[Stored dataset items]
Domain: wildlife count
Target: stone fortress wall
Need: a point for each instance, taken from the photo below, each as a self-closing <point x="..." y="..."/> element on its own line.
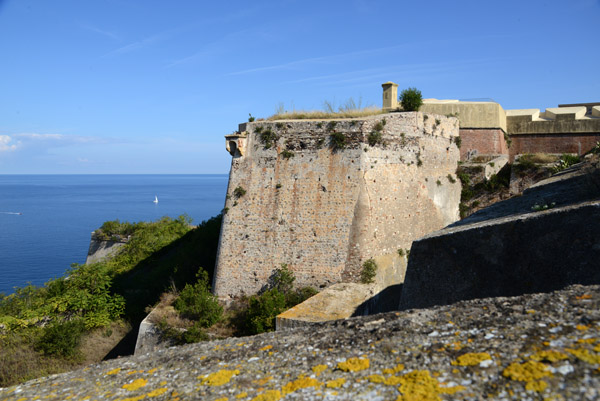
<point x="487" y="129"/>
<point x="294" y="198"/>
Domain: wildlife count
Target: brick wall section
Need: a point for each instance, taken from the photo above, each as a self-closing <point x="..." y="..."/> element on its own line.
<point x="486" y="141"/>
<point x="578" y="143"/>
<point x="323" y="211"/>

§ **Task details**:
Rewrite all of the records above, replacing "wildlife count" with "wall survey" and keeping everything else the same. Leave the pictures out of your answer.

§ **Result below**:
Domain: wall survey
Target: stone fortress wall
Need: a point for each instance, taken from the photo below, each as a self-closing <point x="..." y="..."/> element on its own line.
<point x="487" y="129"/>
<point x="294" y="198"/>
Domain: wall survey
Target: brick wall section
Need: a point for each instance, taken from the photo above, each as a self-closing <point x="..." y="..."/> element on its own line.
<point x="486" y="141"/>
<point x="578" y="143"/>
<point x="323" y="211"/>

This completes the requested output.